-------- Provided material

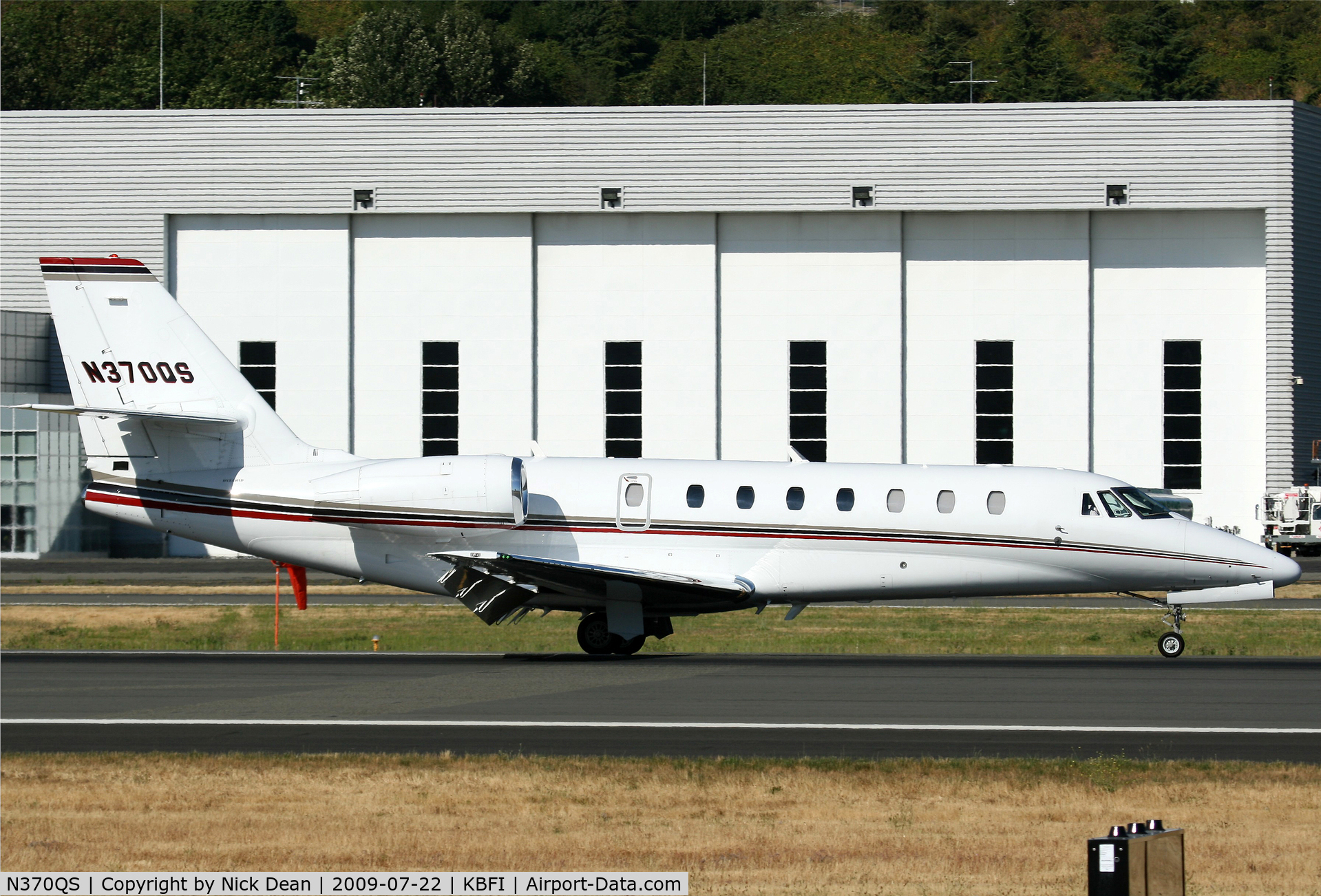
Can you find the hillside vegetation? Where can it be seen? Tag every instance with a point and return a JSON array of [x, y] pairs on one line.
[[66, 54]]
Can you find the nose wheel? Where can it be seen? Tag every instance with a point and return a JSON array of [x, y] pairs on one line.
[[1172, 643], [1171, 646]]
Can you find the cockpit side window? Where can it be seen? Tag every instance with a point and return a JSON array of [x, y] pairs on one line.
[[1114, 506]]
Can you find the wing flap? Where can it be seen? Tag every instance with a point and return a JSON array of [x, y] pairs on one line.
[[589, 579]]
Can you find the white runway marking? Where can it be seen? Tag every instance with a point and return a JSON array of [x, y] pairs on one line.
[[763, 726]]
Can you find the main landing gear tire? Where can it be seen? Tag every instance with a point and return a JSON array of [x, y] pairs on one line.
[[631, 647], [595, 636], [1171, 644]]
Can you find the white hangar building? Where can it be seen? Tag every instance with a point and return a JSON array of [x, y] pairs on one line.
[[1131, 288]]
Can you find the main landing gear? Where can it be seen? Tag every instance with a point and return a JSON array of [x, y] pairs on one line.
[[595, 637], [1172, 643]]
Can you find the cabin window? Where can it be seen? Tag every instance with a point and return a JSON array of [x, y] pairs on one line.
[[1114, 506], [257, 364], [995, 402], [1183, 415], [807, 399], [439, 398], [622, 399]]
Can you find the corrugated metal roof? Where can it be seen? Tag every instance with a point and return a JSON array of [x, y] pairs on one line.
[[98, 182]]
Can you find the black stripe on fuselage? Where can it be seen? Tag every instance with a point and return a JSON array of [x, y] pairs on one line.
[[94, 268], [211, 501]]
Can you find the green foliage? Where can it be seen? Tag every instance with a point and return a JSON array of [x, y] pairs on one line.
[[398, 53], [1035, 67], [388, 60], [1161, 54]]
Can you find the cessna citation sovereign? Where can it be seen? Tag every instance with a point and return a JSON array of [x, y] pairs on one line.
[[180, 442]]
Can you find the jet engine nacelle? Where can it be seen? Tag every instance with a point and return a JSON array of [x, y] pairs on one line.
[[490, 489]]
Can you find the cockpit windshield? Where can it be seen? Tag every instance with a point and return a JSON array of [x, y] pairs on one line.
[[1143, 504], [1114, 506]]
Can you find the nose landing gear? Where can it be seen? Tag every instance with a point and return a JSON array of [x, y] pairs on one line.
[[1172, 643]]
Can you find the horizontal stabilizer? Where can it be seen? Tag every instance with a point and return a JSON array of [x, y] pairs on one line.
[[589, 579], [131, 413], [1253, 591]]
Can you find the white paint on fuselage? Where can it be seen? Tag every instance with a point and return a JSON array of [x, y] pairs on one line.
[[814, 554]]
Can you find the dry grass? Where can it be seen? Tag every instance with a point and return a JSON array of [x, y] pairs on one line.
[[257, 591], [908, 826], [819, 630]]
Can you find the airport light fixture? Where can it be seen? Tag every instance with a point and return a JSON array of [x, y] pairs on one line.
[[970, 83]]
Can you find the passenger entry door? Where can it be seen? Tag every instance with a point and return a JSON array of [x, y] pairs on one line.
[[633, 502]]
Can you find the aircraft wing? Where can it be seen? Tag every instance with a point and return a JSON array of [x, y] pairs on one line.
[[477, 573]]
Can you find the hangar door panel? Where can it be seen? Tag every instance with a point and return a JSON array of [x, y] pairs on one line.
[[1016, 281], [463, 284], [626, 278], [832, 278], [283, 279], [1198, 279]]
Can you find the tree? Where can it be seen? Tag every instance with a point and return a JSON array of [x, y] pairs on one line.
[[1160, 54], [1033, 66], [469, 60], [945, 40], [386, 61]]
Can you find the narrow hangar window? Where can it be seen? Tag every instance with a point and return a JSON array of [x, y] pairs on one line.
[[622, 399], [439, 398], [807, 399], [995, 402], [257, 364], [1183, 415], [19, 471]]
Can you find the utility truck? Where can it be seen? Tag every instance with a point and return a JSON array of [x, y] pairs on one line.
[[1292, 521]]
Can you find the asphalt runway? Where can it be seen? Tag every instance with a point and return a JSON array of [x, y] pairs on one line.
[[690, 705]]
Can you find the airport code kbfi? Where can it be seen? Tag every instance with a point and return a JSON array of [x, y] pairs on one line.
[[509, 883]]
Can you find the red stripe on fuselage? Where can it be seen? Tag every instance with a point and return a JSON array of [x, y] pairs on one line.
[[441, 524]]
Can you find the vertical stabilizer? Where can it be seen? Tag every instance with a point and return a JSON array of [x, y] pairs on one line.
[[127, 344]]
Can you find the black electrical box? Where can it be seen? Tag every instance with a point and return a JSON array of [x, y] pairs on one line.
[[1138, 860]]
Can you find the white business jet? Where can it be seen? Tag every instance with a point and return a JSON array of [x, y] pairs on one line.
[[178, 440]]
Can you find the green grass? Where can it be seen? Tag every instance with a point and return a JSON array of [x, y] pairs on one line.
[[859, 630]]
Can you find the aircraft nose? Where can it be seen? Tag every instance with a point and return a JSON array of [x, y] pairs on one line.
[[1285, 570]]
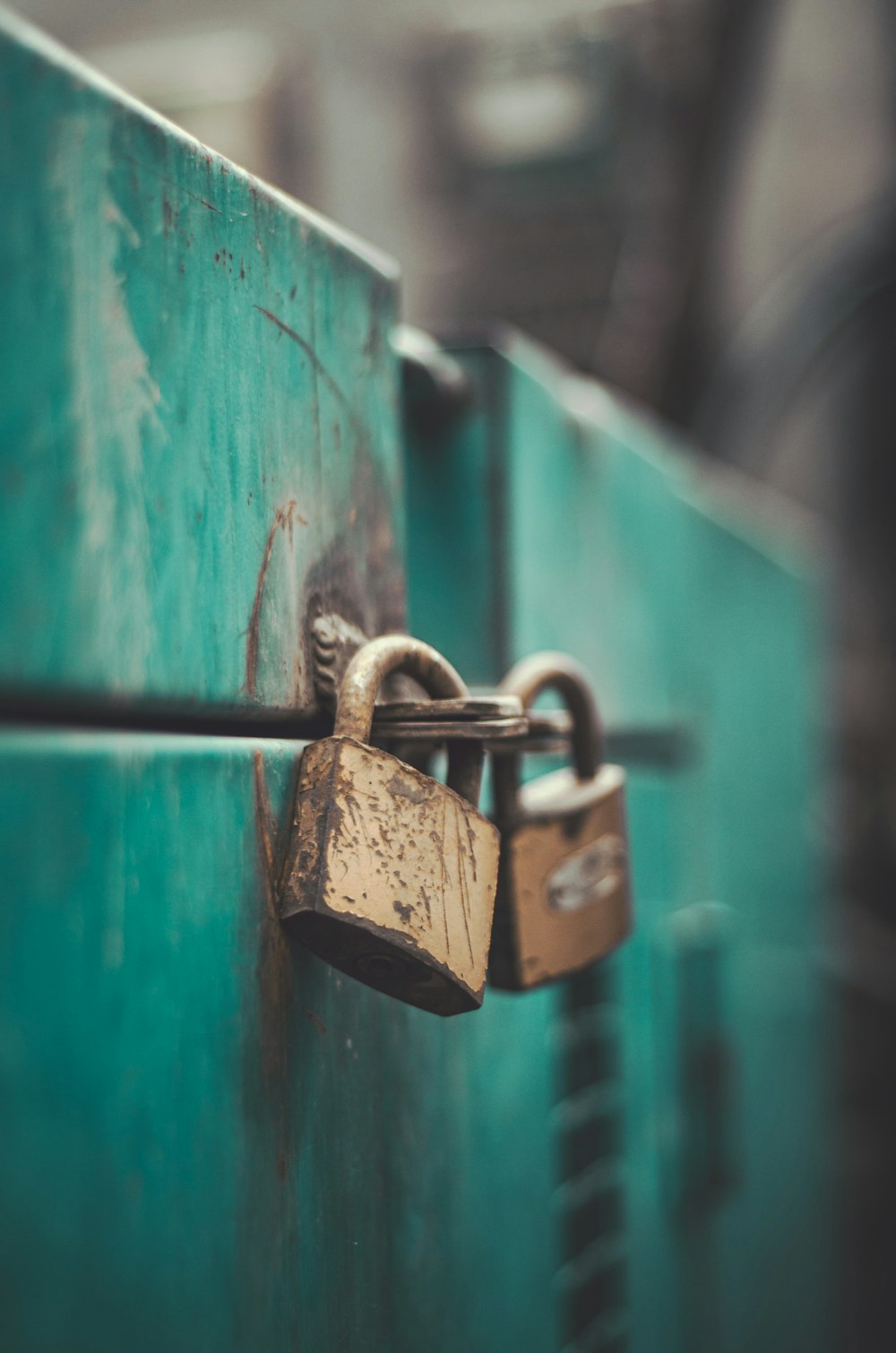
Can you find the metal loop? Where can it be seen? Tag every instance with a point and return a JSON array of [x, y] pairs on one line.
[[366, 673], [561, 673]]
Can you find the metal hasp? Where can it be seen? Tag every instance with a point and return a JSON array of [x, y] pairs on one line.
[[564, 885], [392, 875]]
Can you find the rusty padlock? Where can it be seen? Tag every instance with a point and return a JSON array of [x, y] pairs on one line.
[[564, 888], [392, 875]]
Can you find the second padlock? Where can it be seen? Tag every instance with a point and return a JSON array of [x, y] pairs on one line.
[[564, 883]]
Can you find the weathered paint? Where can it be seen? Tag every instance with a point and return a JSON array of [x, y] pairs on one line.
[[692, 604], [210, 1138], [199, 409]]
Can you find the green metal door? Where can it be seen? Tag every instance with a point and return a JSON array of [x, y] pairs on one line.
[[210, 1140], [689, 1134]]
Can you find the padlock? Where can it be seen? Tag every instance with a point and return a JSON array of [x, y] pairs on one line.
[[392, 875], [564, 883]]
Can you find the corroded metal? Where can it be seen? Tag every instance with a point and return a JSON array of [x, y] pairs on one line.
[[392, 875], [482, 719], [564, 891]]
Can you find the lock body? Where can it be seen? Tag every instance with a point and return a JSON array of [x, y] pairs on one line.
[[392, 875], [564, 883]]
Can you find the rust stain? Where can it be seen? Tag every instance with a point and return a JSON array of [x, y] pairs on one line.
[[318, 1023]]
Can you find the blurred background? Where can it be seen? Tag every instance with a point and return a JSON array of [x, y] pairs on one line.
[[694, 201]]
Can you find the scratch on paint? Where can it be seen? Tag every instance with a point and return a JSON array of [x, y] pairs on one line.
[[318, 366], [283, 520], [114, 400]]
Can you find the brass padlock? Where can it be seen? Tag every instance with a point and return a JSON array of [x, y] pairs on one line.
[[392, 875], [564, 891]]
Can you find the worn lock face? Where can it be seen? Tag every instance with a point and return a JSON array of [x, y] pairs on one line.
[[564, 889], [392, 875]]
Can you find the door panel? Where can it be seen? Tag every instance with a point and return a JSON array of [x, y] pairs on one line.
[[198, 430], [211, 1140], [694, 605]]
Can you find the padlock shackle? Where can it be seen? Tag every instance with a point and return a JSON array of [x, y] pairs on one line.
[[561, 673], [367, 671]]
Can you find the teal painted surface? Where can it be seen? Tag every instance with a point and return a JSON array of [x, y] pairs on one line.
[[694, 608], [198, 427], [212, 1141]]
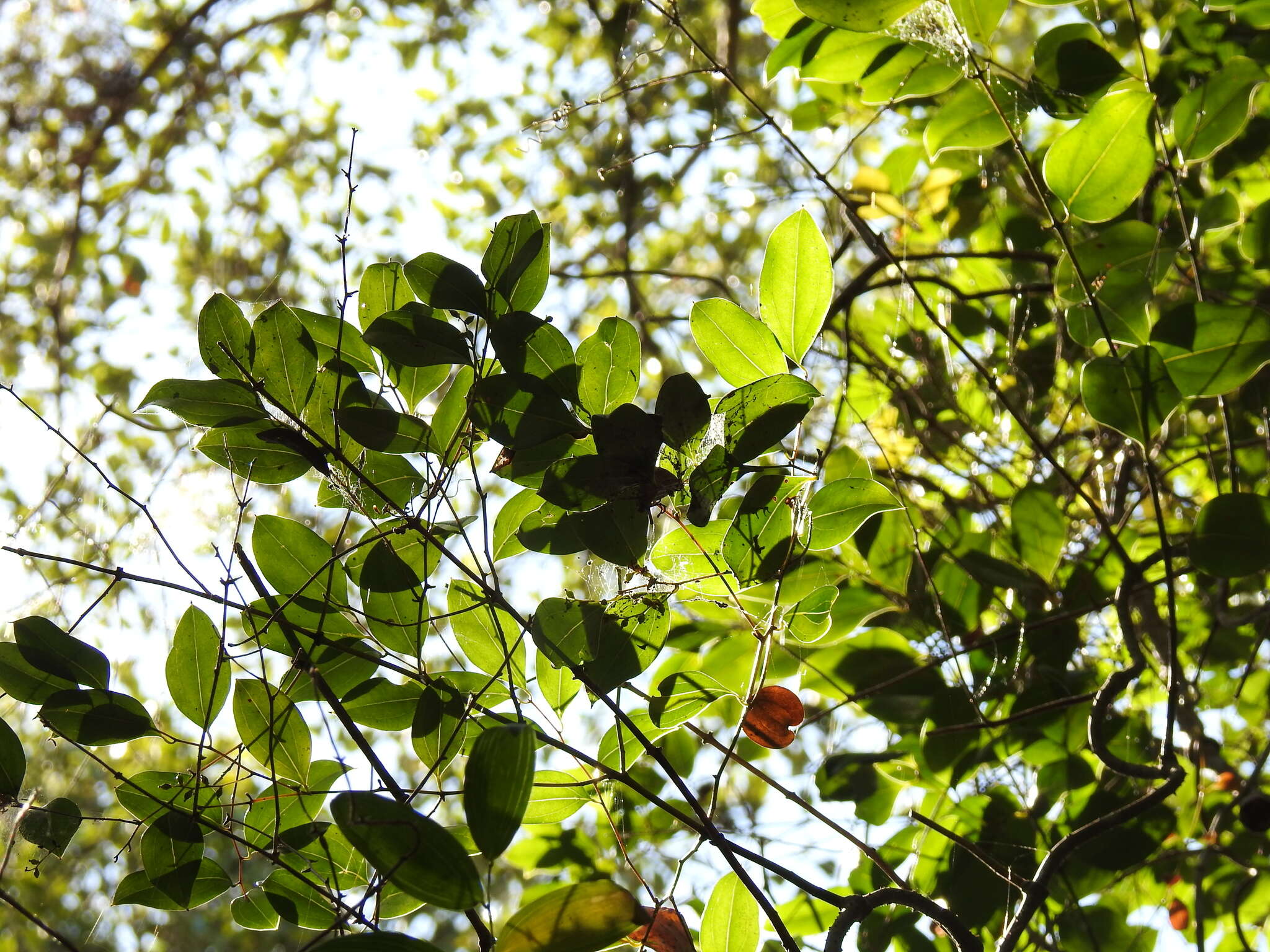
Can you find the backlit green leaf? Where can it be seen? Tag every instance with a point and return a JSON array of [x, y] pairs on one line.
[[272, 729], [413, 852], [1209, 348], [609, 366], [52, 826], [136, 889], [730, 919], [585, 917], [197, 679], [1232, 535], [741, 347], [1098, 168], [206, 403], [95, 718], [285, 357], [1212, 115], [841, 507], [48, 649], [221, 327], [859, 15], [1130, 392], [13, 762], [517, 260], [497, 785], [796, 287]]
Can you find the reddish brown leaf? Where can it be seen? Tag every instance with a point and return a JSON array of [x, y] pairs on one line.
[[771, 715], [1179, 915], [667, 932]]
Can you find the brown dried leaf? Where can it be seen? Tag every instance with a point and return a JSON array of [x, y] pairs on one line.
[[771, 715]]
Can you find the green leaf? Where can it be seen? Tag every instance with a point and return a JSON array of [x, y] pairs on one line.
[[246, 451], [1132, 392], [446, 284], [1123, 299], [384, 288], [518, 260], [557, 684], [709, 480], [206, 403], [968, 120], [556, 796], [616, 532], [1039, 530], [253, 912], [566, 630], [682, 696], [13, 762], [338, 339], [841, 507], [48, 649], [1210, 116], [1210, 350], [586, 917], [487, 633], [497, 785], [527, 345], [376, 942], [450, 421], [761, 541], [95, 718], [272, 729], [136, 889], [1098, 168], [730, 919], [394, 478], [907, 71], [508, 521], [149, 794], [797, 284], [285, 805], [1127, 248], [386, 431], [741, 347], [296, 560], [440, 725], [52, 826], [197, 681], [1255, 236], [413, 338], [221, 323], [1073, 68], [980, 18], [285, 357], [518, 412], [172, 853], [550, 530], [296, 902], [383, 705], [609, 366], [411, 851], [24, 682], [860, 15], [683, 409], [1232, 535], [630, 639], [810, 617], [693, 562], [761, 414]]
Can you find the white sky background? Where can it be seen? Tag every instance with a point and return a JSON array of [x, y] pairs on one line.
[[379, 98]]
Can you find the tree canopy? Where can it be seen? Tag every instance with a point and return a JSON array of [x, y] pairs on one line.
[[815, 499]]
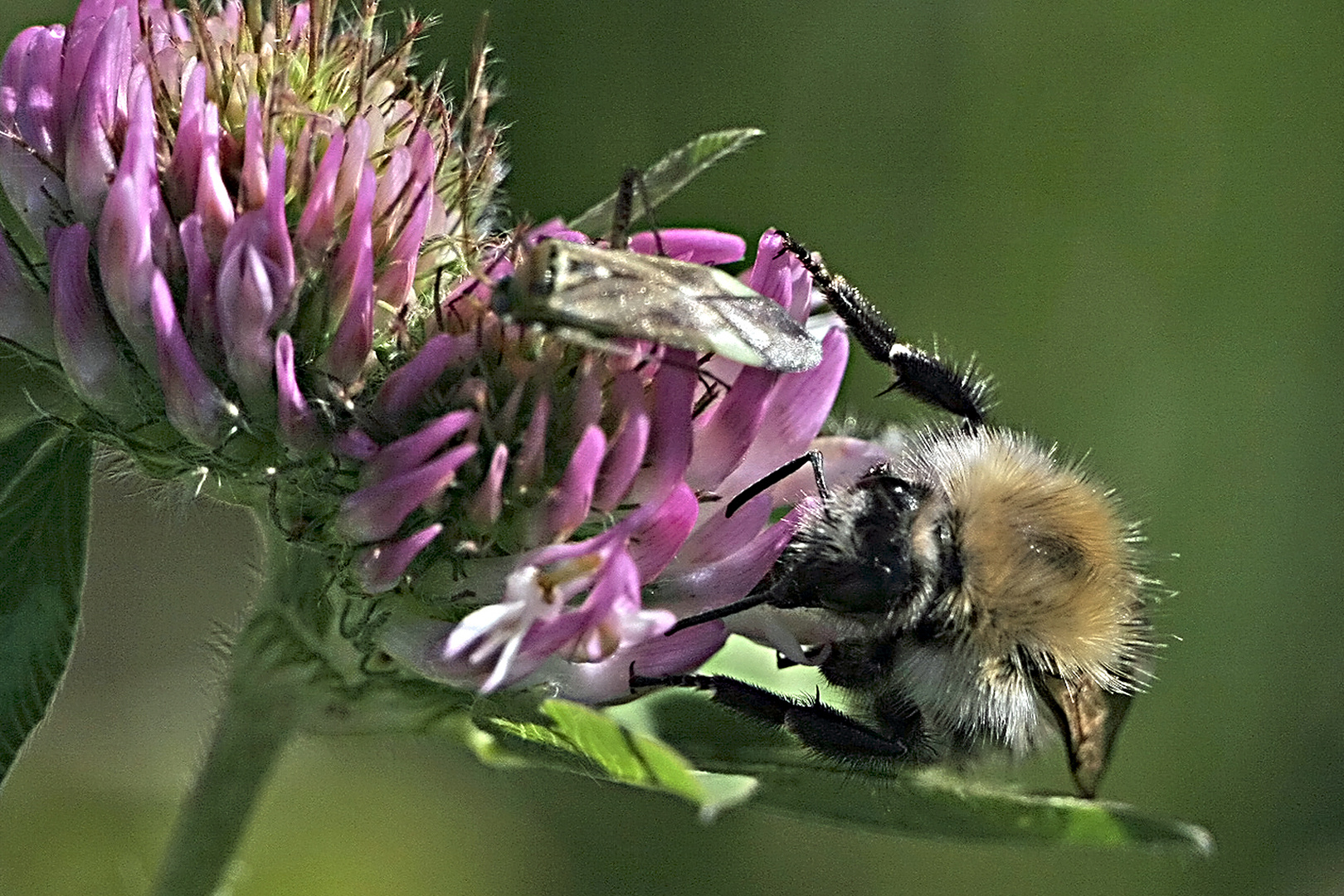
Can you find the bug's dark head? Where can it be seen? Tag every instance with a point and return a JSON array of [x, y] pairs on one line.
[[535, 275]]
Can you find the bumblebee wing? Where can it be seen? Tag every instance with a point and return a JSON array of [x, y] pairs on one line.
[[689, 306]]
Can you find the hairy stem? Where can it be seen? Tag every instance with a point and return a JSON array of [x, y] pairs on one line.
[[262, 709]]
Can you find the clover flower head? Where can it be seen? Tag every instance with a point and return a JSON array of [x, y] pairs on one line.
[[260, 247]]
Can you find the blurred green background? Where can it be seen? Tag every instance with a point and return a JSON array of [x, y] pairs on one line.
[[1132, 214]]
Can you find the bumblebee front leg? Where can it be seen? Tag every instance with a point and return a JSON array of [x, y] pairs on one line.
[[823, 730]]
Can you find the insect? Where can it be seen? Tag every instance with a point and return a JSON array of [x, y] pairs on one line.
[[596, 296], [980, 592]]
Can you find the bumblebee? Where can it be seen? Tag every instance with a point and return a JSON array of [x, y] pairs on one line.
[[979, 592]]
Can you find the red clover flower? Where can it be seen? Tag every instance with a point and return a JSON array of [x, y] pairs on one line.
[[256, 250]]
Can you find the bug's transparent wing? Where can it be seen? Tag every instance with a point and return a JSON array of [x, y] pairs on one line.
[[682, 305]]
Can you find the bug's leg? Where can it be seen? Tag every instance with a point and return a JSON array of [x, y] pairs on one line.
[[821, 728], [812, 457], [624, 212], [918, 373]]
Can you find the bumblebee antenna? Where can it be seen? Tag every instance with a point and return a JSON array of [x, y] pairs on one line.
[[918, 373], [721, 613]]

----------------

Repeat the part of the entries that opens with the line containing "Can you find the utility" and closes with the line containing "[[690, 705]]", swapping "truck" for "van" and leaving everything else unchanged.

Can you find the utility van? Where can it be seen? Tag every instance with a point and return a JSON array of [x, y] pairs on one line.
[[1292, 521]]
Can you find the asphalt runway? Where can it be seen? Tag every instance with a point and return a JSON array of [x, y] pairs on one line.
[[690, 705]]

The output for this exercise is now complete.